Work item: Search the records below for the string "water", and report each line that contains it.

Listed entries:
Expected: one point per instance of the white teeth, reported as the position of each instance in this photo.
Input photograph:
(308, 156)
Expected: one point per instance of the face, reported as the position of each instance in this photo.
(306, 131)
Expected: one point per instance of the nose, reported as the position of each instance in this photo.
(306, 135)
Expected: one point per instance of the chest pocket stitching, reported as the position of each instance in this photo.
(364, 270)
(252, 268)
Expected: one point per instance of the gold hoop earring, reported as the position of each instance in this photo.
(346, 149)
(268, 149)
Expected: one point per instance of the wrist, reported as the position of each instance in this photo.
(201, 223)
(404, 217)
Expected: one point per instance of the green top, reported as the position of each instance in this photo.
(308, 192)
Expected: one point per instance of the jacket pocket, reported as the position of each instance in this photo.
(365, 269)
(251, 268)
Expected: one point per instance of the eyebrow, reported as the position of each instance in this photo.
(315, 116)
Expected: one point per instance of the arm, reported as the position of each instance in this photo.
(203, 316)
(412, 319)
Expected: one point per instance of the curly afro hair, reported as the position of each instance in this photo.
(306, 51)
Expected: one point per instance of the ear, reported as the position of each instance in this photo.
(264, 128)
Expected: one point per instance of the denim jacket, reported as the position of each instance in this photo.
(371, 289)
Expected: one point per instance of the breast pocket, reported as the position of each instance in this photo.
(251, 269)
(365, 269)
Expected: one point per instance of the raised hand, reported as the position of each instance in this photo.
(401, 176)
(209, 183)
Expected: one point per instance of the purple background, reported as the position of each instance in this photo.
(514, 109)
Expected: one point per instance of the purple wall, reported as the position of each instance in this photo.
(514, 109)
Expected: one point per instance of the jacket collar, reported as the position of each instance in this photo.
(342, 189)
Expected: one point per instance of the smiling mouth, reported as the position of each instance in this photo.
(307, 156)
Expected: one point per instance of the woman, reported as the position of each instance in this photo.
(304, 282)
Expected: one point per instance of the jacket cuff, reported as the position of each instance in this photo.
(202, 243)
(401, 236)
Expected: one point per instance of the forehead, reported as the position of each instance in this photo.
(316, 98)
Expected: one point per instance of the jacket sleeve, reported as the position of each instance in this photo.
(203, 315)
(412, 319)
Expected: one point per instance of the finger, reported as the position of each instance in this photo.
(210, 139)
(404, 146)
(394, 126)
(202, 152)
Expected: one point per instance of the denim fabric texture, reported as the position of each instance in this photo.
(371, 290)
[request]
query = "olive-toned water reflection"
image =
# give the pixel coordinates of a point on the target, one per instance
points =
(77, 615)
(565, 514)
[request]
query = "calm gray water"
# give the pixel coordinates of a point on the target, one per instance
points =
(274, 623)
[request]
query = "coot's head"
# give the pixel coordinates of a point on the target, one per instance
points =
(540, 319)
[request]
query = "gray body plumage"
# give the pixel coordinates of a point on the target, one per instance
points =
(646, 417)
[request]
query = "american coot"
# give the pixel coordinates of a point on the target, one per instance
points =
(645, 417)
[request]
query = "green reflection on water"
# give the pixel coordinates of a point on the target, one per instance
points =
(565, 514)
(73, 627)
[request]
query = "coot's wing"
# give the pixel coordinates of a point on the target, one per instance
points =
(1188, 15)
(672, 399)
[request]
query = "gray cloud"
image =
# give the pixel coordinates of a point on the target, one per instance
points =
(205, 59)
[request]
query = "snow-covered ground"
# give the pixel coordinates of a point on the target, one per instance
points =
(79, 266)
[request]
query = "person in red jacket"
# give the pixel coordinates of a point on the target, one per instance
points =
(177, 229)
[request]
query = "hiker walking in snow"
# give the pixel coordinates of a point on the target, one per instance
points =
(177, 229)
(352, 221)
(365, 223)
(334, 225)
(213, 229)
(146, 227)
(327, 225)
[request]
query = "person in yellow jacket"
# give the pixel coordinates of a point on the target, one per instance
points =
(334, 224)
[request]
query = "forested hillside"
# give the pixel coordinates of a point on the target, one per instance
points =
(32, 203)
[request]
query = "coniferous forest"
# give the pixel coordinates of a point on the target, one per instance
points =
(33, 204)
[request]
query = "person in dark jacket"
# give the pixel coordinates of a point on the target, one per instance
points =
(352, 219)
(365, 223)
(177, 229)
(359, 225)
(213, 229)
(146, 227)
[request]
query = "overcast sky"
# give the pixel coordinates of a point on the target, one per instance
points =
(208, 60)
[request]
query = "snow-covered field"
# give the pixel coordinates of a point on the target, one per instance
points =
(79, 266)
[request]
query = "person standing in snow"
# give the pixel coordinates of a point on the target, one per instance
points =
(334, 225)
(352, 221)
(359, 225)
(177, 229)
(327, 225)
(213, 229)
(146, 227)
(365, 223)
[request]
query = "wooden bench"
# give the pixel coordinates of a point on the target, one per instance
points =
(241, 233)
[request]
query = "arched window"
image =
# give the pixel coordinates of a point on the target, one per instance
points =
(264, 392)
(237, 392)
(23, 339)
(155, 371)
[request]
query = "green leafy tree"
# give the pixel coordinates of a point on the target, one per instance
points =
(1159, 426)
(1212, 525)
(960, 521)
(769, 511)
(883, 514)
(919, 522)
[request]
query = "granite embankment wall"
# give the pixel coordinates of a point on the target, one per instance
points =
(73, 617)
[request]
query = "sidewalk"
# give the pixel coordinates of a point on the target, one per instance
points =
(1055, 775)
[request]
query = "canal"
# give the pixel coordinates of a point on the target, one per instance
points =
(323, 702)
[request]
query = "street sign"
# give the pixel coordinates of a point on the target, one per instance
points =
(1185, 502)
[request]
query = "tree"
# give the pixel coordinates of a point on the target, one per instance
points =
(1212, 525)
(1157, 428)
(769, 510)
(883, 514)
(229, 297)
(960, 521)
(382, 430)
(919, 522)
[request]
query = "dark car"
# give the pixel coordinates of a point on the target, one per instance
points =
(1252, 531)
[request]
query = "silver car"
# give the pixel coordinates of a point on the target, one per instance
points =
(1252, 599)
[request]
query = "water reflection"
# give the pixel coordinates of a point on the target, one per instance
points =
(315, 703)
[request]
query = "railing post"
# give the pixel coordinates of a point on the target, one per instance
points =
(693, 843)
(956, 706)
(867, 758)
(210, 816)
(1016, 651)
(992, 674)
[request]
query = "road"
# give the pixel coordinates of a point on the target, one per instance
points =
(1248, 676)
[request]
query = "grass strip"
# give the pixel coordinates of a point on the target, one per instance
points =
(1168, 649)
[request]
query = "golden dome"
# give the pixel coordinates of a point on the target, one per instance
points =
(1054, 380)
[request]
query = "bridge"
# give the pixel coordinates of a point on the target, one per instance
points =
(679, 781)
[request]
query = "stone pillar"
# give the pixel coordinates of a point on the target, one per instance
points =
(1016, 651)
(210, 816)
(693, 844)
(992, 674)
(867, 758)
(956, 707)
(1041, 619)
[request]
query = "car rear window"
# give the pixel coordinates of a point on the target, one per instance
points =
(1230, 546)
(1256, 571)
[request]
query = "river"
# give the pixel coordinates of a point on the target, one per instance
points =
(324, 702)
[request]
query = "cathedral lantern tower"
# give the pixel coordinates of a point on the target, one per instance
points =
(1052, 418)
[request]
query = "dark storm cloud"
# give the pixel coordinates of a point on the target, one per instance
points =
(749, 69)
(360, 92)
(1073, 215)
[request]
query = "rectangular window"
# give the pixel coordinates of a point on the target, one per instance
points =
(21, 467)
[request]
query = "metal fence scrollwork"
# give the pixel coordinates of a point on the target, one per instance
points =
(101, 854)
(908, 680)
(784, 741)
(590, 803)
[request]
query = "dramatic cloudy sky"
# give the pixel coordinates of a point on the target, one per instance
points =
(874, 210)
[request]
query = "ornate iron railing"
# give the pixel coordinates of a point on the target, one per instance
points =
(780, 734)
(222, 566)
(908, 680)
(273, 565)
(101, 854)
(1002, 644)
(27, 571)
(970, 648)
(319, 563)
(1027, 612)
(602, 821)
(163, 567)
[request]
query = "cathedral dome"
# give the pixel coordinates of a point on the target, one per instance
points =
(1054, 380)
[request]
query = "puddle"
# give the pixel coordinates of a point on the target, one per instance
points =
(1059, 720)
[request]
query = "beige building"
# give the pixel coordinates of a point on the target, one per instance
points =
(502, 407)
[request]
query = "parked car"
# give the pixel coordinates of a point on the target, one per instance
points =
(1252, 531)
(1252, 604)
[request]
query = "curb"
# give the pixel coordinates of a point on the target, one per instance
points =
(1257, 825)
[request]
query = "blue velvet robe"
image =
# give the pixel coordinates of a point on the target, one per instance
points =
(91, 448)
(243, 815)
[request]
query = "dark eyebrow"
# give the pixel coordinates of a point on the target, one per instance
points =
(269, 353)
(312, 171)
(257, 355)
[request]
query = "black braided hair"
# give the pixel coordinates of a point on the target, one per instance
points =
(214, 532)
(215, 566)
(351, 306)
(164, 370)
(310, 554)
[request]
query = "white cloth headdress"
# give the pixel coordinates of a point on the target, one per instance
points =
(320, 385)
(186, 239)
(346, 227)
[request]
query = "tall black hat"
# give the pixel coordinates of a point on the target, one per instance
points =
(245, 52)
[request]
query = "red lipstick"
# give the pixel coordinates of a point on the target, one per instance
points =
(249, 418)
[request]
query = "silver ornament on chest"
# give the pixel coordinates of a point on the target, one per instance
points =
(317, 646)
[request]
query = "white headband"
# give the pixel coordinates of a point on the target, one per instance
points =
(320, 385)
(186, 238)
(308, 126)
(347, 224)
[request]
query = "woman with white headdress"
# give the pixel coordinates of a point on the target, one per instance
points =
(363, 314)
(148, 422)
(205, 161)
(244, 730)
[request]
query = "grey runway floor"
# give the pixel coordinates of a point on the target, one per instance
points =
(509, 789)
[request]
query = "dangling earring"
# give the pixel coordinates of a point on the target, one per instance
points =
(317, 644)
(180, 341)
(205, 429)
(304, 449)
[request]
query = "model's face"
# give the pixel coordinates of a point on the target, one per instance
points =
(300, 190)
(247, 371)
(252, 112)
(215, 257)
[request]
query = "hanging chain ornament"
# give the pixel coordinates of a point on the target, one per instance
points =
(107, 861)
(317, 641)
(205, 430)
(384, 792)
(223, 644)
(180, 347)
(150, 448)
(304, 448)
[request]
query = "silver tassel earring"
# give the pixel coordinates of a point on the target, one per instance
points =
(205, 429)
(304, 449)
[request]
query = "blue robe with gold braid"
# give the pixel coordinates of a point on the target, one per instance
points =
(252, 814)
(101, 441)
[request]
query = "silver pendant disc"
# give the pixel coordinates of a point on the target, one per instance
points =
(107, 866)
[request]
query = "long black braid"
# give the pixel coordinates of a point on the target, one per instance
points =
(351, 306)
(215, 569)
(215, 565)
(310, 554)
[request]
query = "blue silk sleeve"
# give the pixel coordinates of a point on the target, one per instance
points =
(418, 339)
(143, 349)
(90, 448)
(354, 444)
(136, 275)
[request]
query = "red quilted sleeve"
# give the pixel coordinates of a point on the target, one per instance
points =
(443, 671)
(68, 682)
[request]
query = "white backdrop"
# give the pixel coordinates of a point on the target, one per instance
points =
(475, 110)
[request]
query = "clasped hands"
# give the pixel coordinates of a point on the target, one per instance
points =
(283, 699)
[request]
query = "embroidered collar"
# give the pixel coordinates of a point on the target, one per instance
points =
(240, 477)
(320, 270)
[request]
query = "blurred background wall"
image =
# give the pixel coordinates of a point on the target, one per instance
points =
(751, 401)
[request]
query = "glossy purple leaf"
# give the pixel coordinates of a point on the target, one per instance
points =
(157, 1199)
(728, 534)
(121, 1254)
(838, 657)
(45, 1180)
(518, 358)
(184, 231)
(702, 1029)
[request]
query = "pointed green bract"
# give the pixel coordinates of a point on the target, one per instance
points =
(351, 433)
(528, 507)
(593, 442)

Expected answer:
query = "olive-toned water reflection"
query = "calm gray water"
query = "green reflection on water"
query = "water reflection"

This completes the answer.